**Quesito 1:** Puoi riscrivere più brevemente il paragrafo dell'articolo sullo smart working che inizia con «Ecco quindi che», conservandone i fatti principali?
**Quesito 2:** Puoi riprendere l'articolo sullo smart working e proseguirlo dal punto in cui si ferma?

Usa: sullo smart working è braccio di ferro tra aziende e dipendenti
È stato bello - forse per effetto della novità - e soprattutto utile - per le cause di forza maggiore legate alla pandemia - ma ora rimbocchiamoci le maniche e torniamo a lavorare come prima, quindi in ufficio. È semplice il ragionamento che, oltre Oceano, stanno facendo amministratori delegati e presidenti della grandi compagnie che, nella fase più acuta dell'epidemia di Coronavirus, avevano detto di sì al lavoro da remoto (smart working o telelavoro che sia), forse non immaginando che quella che era una misura emergenziale, e quindi temporanea per definizione, sarebbe piaciuta tanto ai dipendenti da spingerli ad un braccio di ferro con i vertici delle società per imporre di fare del lavoro a casa o in ufficio una scelta e non un obbligo.

Ecco quindi che, nel placido oceano delle le big companies americane, cominciano ad arrivare in superficie delle dinamiche industriali conflittuali che erano apparentemente sopite. Questo essenzialmente perché un anno e mezzo di lavoro da casa ha stravolto la routine precedente e ora chiedere, come stanno facendo con molta forza alcuni Ceo, di tornare ai vecchi schemi è cosa difficile da accettare e metabolizzare.

**Dati forniti:**
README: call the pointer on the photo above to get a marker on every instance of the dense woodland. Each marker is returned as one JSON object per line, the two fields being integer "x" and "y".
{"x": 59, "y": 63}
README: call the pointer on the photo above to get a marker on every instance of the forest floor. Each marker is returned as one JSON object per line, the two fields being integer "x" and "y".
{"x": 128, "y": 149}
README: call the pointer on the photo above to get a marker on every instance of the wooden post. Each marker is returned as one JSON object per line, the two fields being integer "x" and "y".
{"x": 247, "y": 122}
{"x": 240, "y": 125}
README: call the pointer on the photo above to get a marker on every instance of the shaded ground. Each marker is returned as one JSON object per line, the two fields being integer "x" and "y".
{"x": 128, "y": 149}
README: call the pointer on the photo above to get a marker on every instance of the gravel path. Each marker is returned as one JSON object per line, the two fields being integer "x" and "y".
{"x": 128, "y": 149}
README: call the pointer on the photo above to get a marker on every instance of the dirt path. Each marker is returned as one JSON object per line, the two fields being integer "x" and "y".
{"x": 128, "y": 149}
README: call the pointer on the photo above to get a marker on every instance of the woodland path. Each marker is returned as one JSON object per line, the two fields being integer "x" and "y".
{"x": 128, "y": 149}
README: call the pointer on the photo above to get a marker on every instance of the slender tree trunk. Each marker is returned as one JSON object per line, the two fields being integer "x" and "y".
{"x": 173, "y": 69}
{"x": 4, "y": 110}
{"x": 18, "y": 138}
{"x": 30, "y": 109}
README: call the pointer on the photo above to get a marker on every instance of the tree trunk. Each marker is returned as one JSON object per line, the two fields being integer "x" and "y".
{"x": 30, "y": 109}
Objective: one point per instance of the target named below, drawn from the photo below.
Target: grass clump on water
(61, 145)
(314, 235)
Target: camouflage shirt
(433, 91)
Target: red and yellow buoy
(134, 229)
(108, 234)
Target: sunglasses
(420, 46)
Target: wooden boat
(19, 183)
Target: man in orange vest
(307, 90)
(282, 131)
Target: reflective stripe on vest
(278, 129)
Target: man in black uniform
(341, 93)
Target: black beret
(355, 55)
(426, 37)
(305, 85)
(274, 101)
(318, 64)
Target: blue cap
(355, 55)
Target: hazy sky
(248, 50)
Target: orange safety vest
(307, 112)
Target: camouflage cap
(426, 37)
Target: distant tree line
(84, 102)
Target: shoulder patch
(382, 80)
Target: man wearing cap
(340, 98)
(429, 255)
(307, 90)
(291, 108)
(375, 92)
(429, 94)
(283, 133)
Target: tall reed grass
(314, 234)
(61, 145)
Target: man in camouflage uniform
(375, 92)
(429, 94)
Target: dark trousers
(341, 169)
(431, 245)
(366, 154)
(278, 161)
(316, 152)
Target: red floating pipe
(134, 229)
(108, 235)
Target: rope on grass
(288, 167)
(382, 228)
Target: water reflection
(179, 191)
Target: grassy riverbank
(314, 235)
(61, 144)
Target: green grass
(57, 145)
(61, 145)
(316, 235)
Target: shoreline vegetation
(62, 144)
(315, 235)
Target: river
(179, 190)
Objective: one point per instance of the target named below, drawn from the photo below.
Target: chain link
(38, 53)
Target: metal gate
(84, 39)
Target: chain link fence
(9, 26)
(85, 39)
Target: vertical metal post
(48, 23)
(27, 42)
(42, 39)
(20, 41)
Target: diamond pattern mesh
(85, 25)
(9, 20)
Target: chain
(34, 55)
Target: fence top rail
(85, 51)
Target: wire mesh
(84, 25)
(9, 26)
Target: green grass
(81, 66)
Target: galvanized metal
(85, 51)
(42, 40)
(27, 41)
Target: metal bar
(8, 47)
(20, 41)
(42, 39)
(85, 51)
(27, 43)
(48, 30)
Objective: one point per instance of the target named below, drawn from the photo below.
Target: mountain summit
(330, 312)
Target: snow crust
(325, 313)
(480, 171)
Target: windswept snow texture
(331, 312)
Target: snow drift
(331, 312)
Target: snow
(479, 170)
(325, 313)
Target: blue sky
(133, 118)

**Risposta scritta 1:** Nelle grandi aziende americane riemergono conflitti interni che sembravano sopiti. Un anno e mezzo di lavoro da casa ha stravolto la routine precedente, e ora è difficile accettare la richiesta, avanzata con forza da alcuni Ceo, di tornare ai vecchi schemi.

**Risposta scritta 2:**
Guardando la cosa dal punto di vista dei dipendenti, per la maggior parte di loro lo smart working ha avuto solo ricadute positive perché si sono potuti organizzare in base alle esigenza della famiglia ed hanno - se questo lo richiedeva il loro incarico - scansato incombenze quotidiane come riunioni o incontri in presenza. Poi, aspetto forse più importante, hanno risparmiato tempo e stress per il fatto di non doversi sobbarcare ogni giorno, andando e tornando da casa all'ufficio e viceversa, ore in macchina, magari lungo le trafficate autostrade californiane.

Poi lavorare a casa, al tempo della pandemia, ha significato ammorbidire le conseguenza dell'emergenza familiare da lockdown, magari consentendo di gestire meglio i figli.
Tante cose positive che possono essere piccole o grandi, ma che hanno ingenerato nella maggioranza dei dipendenti la certezza che il telelavoro è la medicina miracolosa d'ogni problema personale.
Prendiamo Morgan Stanley, tra i primi a concedere ai suoi impiegati di lavorare da casa. Una situazione che è durata per molti mesi e che i dipendenti vorrebbero proseguire, ma che non va più giù al Ceo, James Gorman, il cui ragionamento, a rifletterci, è abbastanza fondato quando dice che, se con il migliorare della situazione sanitaria, è stata data alla gente la possibilità di tornare a frequentare i luoghi pubblici senza restrizioni, è forse il momento di riprendere l'andazzo di un tempo: "Se potete andare in un ristorante" - ha detto Gorman - "potete anche venire in ufficio. E noi vi vogliamo in ufficio''.

Il Ceo di Morgan Stanley non si è limitato ad esprimere un auspicio, ma anche ha fissato una data ben precisa per il ritorno alla normalità, il Labor Day (che in America si celebra il primo lunedì di settembre, che quest'anno coincide con il sei di quel mese), quando si vedrà chi è tornato in ufficio e chi no e si potrà fare qualche ragionamento. Gorman ha detto che sarà "molto deluso" dalle persone che non torneranno a lavorare alla loro scrivania, annunciando che in questo caso ''dovremo rivedere un po' di cose'', una frase in cui la minaccia di un ridimensionamento dei salari non è affatto velata.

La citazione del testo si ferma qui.